Außerdem: Friedrich Küppersbusch kommentiert die Woche. Steffen Grimberg blickt sich angesichts der Initiative für eine Frauen-Quote in den Redaktionen um.

Hier Tom.

Welt, 27.02.2012

Die Mittelschicht erlebt gerade einen harten Anflug von Nostalgie: Nicht nur Ostalgie, auch Westalgie steht derzeit hoch im Kurs, man sehnt sich nach den siebziger und frühen achtziger Jahren zurück, als die Welt noch in Ordnung war, meinen Ulrich Machold und Hans Evert. "So kommt es, dass all die kapitalismuskritischen 'Forderungen' dieser Tage kaum Forderungen sind. Vielmehr werden sich Dinge weggewünscht: Weg mit Hartz, weg mit der Rente mit 67, mit der Bundeswehr in Afghanistan, mit dem Euro, weg mit den 'Spekulanten'. Auch die 'Occupy'-Gruppe nimmt im Grunde nur diesen Faden auf. Die Bewegung der Mittelschichtkinder des alten Westens will in erster Linie entfernen, was seit den 80ern das Leben verkompliziert hat."

Weitere Artikel: "Bratwurst-Provinznest" ruft Manuel Brug der Stadt Weimar zu, die 2014 offenbar Nike Wagners Kunstfest einstellen will. Gerhard Midding berichtet über die Verleihung des französischen Filmpreises César, bei dem "The Artist" gründlich abstaubte, während "Ziemlich beste Freunde", abgesehen vom César für Omar Sy, leer ausging. Thomas Kielinger stellt die neue Sonntagszeitung Murdochs, die Sun on Sunday vor.

Im Forum plädiert Gunnar Heinsohn für eine intelligentere Einwanderungspolitik in Deutschland: Wie in Kanada sollten man nicht nach -Einwanderern mit Qualifikationen suchen, die der Arbeitsmarkt gerade braucht, sondern jene, die "ein Maximum an Kompetenz für die jederzeitige eigenständige Kopfmodernisierung" haben.

Besprochen werden die Ausstellung "Ich will ein Bauer werden" zu Kleists Schweiz-Aufenthalt im Kleistmuseum in Frankfurt an der Oder, Stephan Kimmigs Inszenierung des "Kirschgartens" am Deutschen Theater Berlin und eine CD der Berliner Band "Die Türen".
· · · · · · ·
Kopiere aus der Presseschau wortgetreu den Abschnitt von „Außerdem: Friedrich Küppersbusch“ bis einschließlich „den Redaktionen um.“. Die folgenden Datensätze braucht man hier nicht.

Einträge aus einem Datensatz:
· · · · · · ·
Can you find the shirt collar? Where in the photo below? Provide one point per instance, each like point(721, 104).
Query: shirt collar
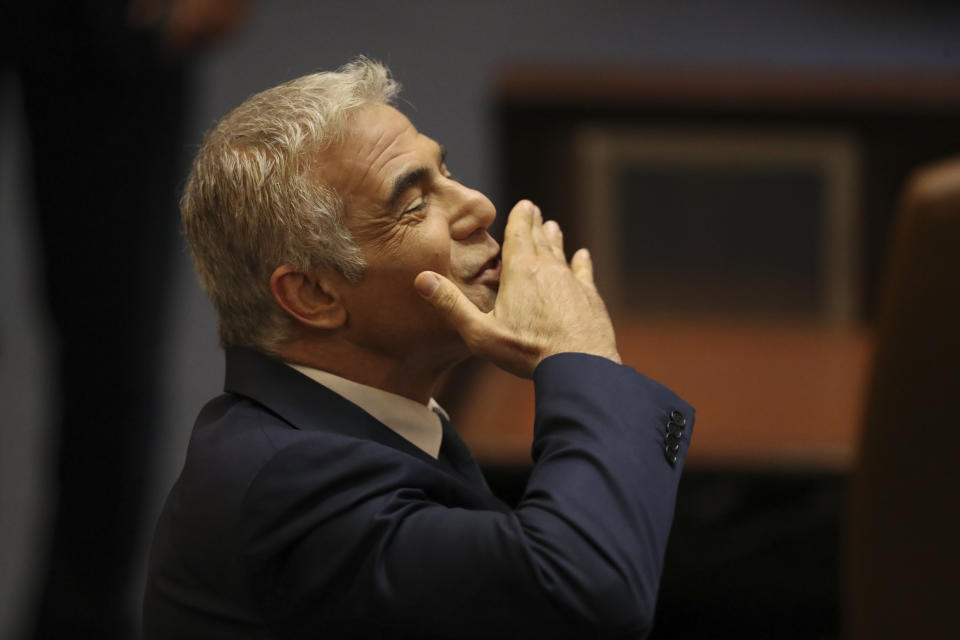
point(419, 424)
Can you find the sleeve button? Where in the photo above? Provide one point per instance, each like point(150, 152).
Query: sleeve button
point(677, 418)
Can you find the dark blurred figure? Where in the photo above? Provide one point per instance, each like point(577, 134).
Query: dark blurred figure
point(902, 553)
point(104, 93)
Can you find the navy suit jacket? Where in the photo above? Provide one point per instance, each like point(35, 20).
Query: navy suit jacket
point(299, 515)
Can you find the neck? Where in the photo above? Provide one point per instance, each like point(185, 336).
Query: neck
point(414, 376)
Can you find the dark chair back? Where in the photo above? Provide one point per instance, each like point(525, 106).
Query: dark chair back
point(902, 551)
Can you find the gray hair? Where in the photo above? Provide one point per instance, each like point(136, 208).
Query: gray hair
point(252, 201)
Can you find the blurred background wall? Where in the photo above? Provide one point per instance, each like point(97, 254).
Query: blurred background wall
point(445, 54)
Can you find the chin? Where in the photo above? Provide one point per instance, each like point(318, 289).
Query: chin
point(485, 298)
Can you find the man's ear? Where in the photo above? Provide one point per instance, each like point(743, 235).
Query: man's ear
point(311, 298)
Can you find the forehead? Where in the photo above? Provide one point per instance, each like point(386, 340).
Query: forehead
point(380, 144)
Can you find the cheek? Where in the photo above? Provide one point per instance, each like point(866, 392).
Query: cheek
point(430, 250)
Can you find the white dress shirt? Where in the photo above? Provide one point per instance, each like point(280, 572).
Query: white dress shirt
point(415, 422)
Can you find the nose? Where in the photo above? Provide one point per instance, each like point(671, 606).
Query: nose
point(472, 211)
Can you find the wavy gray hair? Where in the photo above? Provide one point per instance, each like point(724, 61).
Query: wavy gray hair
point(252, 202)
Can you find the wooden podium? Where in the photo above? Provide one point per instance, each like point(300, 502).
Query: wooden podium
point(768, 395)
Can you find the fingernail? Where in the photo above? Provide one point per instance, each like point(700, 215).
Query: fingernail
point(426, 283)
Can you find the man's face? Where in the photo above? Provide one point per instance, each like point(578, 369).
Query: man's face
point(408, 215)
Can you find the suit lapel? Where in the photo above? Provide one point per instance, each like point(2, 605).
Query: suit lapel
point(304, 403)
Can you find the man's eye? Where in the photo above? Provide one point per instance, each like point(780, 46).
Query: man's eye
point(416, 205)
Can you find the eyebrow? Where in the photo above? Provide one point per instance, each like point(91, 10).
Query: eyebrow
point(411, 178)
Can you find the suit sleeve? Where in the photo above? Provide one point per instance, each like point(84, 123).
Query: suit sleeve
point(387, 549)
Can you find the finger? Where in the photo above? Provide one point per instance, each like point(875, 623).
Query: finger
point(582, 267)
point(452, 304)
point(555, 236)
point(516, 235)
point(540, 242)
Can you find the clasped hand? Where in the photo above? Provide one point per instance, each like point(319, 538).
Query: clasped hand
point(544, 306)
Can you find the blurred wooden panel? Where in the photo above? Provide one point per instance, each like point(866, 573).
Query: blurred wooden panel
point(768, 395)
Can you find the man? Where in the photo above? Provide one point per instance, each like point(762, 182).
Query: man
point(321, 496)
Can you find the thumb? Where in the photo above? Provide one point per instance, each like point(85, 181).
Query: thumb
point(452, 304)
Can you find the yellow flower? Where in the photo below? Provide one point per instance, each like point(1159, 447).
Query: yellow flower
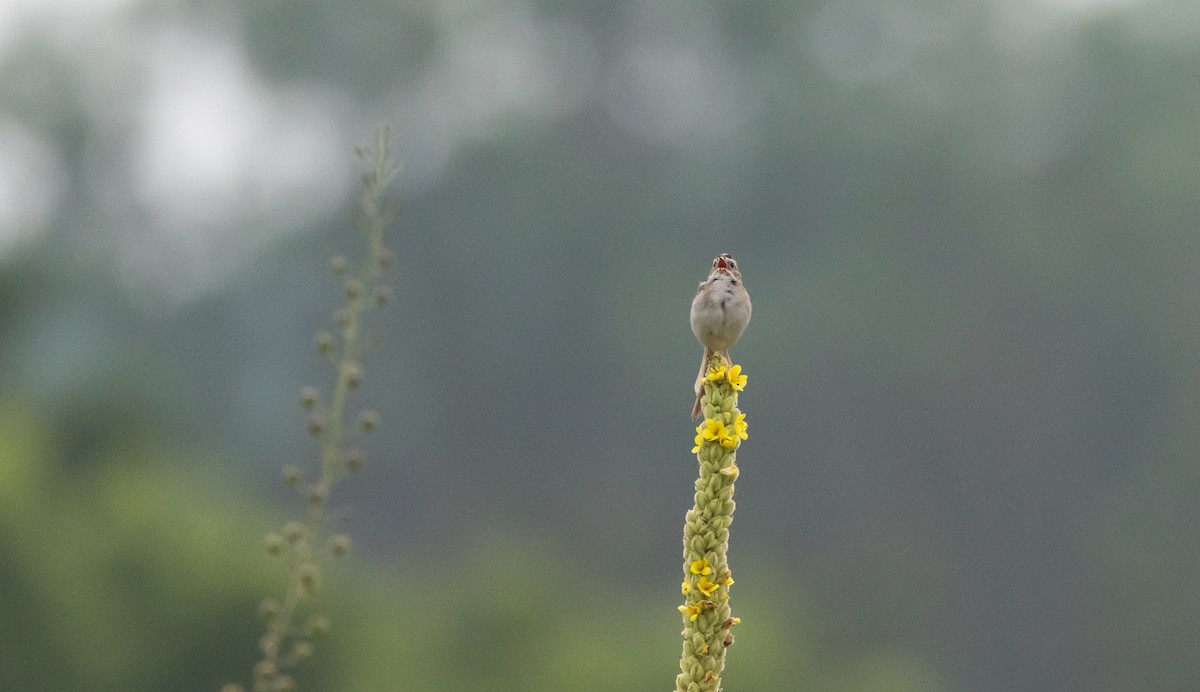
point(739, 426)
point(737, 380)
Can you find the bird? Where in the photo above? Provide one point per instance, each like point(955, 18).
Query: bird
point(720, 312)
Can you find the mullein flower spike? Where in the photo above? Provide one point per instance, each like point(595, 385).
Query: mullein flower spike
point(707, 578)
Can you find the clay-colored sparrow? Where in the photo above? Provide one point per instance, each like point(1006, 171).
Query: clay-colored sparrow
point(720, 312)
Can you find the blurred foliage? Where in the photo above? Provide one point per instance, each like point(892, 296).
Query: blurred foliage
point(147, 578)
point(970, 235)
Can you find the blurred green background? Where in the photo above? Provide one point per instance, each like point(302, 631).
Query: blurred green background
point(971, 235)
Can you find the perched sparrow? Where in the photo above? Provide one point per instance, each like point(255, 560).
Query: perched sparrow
· · · · · · ·
FERTIGE ANTWORT =
Außerdem: Friedrich Küppersbusch kommentiert die Woche. Steffen Grimberg blickt sich angesichts der Initiative für eine Frauen-Quote in den Redaktionen um.